# START OF THE RECORDS

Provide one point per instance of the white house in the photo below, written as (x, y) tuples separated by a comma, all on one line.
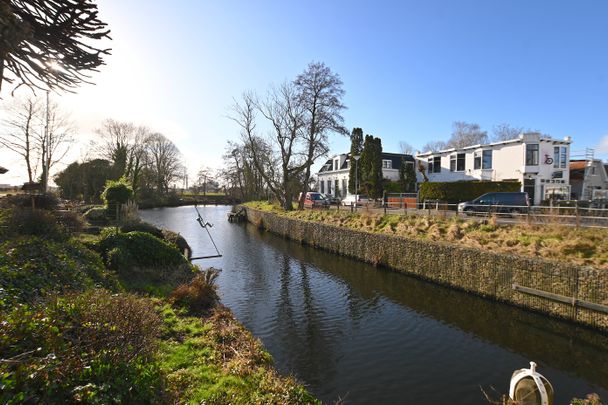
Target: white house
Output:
[(539, 162), (333, 177), (587, 178)]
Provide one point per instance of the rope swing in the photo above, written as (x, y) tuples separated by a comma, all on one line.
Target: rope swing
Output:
[(205, 225)]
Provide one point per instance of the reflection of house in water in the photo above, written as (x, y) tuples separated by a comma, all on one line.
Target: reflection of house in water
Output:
[(539, 162), (587, 178)]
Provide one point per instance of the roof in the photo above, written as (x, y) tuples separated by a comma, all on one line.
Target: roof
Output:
[(395, 159)]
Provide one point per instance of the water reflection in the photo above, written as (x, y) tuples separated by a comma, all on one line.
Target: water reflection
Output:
[(350, 330)]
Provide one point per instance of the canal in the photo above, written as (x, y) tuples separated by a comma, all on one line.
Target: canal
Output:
[(354, 332)]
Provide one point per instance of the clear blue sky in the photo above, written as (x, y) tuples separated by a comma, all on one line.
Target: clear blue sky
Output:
[(410, 68)]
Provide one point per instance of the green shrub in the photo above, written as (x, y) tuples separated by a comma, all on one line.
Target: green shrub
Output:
[(33, 268), (25, 221), (41, 201), (97, 216), (459, 191), (200, 294), (92, 348)]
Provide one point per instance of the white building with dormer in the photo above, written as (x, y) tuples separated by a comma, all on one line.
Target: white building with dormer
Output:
[(540, 163)]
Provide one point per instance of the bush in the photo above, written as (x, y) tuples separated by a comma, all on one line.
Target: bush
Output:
[(20, 221), (97, 216), (41, 201), (459, 191), (92, 348), (200, 294), (33, 268)]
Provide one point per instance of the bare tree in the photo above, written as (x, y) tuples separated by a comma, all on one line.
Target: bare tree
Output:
[(505, 132), (19, 132), (36, 34), (54, 140), (164, 161), (434, 146), (320, 95), (466, 134), (406, 148)]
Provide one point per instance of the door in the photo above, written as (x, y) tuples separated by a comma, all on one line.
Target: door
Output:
[(529, 187)]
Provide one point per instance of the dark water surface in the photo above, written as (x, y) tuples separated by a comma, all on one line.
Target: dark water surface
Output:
[(367, 335)]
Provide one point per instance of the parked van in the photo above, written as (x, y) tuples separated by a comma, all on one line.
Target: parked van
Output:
[(499, 202)]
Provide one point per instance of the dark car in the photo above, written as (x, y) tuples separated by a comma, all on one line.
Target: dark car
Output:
[(498, 202)]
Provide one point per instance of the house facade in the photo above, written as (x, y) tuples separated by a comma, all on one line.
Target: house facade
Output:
[(332, 178), (587, 178), (540, 163)]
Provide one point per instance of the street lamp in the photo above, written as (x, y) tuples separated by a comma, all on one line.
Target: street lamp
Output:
[(356, 157)]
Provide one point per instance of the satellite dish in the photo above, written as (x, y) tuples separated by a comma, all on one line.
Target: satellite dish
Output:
[(530, 388)]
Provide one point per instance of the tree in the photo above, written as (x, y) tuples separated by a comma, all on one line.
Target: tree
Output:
[(505, 132), (371, 166), (53, 141), (124, 145), (356, 147), (406, 148), (319, 93), (39, 34), (19, 134), (163, 161), (466, 134), (407, 176)]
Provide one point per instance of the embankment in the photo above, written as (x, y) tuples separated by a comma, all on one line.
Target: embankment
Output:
[(568, 291)]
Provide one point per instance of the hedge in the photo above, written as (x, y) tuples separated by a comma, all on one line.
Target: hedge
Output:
[(459, 191)]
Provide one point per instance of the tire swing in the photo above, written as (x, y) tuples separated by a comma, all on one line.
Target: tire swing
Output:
[(206, 225)]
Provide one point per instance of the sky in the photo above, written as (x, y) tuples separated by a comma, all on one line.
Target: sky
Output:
[(409, 68)]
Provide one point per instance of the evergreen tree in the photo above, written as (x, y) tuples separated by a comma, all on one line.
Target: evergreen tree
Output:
[(356, 147)]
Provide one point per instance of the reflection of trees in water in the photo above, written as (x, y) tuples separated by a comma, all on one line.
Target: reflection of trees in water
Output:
[(564, 346)]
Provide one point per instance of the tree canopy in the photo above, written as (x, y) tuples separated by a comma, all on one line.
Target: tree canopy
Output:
[(49, 43)]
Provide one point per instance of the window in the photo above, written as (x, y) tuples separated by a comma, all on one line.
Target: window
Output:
[(437, 164), (532, 154), (460, 162), (477, 161), (556, 156), (487, 159)]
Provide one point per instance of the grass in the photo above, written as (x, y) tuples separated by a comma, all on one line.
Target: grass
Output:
[(213, 359), (585, 246)]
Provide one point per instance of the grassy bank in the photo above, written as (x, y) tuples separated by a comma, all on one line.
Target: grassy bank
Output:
[(583, 246), (120, 317)]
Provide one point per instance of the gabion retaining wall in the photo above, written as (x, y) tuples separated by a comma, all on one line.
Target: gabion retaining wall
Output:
[(488, 274)]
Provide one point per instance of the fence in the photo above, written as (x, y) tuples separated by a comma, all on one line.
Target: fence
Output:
[(571, 213)]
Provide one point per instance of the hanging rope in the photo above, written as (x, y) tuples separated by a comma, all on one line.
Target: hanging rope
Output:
[(206, 225)]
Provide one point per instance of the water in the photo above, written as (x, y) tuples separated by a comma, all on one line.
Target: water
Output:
[(349, 330)]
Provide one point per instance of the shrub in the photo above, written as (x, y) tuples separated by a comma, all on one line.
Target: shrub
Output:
[(33, 268), (41, 201), (97, 216), (25, 221), (93, 348), (463, 190), (200, 294)]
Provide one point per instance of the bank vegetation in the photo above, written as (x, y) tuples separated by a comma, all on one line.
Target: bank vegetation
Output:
[(585, 246)]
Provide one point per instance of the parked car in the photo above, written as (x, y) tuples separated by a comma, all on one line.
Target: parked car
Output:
[(498, 202), (349, 200), (332, 200), (315, 200)]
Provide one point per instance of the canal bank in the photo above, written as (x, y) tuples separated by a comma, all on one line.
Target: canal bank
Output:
[(567, 291)]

# END OF THE RECORDS

### EXERCISE PROMPT
Output the stretch from the line containing "Provide one point per instance of the bush" through the line containing "294), (33, 268)]", both included, as a Markdown table with the columns Row and Line. Number each line in the Row column and leave out any blank lines.

### CORRECT RESULT
| Row | Line |
|---|---|
| 1 | Provide one point per instance of the bush in the photo above, written as (x, y) tuples separated by a comma, all on one line. |
| 2 | Target: bush |
| 3 | Output: |
| 4 | [(20, 221), (97, 216), (41, 201), (459, 191), (92, 348), (200, 294), (33, 268)] |